Source records:
▬▬▬

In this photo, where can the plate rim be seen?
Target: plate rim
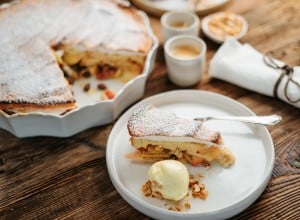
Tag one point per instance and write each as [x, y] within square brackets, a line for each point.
[154, 211]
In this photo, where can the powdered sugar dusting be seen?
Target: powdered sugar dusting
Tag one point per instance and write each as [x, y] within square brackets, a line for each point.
[150, 121]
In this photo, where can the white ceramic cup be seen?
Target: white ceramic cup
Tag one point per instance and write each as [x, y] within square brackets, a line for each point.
[185, 57]
[179, 22]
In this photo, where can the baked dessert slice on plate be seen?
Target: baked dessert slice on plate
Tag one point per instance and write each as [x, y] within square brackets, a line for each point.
[159, 135]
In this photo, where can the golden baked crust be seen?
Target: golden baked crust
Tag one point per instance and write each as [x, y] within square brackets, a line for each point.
[158, 135]
[30, 74]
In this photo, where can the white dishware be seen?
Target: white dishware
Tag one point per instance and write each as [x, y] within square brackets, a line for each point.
[91, 111]
[179, 22]
[185, 67]
[230, 190]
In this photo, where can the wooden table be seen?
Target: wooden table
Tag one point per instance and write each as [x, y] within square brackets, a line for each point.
[66, 178]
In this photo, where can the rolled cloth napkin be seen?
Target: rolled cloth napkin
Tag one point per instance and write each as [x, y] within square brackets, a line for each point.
[244, 66]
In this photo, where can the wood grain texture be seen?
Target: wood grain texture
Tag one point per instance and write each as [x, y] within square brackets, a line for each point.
[55, 178]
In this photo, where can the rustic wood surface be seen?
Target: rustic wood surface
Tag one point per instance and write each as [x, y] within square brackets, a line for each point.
[66, 178]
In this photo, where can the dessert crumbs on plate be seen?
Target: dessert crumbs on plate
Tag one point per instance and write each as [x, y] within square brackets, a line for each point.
[196, 190]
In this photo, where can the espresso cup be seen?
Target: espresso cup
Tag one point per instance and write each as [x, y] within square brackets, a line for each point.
[179, 22]
[185, 57]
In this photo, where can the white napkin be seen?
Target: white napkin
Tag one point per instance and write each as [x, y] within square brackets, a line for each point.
[244, 66]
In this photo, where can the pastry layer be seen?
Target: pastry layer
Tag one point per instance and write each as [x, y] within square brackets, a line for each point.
[91, 33]
[193, 153]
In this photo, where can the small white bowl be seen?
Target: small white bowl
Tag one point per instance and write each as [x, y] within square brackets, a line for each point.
[217, 39]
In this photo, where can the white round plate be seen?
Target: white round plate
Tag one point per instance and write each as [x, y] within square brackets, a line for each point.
[230, 190]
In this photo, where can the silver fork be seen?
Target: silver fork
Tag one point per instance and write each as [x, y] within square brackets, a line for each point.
[263, 120]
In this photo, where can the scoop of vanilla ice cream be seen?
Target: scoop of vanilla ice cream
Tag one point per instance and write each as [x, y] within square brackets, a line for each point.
[170, 178]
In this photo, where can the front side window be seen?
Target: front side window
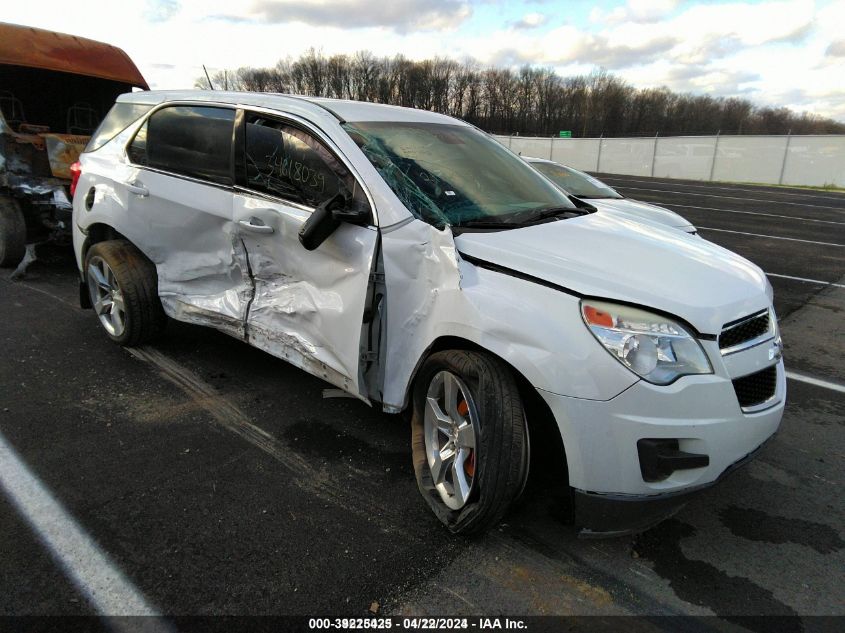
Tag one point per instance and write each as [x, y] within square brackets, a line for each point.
[575, 182]
[193, 141]
[453, 174]
[117, 120]
[286, 162]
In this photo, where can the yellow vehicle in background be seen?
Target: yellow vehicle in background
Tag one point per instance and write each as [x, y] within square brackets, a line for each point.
[55, 89]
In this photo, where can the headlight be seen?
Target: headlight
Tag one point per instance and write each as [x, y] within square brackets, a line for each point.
[653, 347]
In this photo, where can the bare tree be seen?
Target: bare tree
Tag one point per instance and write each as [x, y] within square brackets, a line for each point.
[527, 101]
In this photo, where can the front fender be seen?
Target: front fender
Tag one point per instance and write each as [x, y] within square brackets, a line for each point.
[433, 293]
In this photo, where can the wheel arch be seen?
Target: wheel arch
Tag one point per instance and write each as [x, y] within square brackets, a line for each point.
[99, 232]
[548, 448]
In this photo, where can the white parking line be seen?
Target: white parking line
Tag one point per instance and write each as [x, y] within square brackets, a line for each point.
[90, 569]
[772, 237]
[826, 384]
[744, 198]
[809, 281]
[768, 215]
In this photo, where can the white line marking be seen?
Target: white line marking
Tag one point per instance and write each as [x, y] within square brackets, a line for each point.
[813, 193]
[809, 281]
[826, 384]
[769, 215]
[773, 237]
[90, 569]
[744, 198]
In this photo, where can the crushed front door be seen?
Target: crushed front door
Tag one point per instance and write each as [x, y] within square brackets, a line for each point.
[308, 306]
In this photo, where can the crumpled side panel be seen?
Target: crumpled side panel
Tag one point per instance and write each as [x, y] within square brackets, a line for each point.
[308, 305]
[207, 288]
[432, 293]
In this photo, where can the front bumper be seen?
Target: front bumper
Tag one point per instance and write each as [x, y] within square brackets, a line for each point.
[607, 515]
[700, 412]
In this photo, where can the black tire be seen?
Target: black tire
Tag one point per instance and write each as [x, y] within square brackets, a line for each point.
[136, 276]
[501, 458]
[12, 232]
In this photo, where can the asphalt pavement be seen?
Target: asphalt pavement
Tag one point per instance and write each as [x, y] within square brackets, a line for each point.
[215, 479]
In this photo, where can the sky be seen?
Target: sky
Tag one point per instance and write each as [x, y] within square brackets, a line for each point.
[777, 53]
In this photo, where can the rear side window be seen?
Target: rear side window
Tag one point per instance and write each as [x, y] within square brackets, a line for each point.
[117, 120]
[287, 162]
[193, 141]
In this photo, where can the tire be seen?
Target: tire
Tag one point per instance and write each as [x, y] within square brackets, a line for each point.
[123, 287]
[492, 473]
[12, 232]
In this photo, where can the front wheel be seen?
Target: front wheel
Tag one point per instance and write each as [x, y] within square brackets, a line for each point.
[469, 439]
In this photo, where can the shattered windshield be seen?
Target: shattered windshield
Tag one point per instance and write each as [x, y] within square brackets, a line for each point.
[453, 174]
[575, 182]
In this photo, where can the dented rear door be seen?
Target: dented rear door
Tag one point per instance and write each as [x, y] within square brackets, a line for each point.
[180, 195]
[308, 306]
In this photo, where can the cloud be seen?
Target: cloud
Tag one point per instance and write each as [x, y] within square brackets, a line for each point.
[638, 11]
[570, 46]
[836, 49]
[162, 10]
[530, 21]
[717, 82]
[400, 15]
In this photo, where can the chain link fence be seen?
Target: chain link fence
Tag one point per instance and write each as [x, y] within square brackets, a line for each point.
[816, 161]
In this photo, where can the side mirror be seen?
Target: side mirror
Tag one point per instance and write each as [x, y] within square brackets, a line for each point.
[322, 223]
[328, 216]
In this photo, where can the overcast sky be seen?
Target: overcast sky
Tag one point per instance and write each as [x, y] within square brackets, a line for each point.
[788, 52]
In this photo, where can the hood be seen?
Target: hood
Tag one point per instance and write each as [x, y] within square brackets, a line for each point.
[642, 211]
[615, 257]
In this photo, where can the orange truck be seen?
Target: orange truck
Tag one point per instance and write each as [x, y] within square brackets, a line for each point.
[55, 89]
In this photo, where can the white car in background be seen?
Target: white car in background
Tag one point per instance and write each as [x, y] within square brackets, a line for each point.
[605, 198]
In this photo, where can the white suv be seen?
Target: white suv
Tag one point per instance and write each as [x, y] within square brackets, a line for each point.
[409, 259]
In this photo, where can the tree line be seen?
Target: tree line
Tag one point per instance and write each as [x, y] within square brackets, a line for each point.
[528, 101]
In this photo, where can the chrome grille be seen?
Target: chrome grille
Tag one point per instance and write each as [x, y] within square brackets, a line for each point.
[748, 329]
[756, 388]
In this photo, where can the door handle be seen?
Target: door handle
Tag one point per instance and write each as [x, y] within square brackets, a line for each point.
[137, 188]
[250, 225]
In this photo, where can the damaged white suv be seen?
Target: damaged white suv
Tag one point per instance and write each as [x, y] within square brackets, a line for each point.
[409, 259]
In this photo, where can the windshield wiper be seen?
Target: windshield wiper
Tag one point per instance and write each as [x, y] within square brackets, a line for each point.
[543, 213]
[487, 223]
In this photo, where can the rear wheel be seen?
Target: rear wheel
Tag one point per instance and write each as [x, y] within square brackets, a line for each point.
[12, 232]
[123, 287]
[469, 439]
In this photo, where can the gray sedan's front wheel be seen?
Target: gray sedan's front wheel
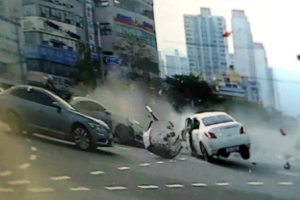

▬▬▬

_Exercise details_
Which lines in the rows above contain the word "black"? Return each of them in full.

_Task output_
In this photo, where can the black tire be seen?
Target: black tire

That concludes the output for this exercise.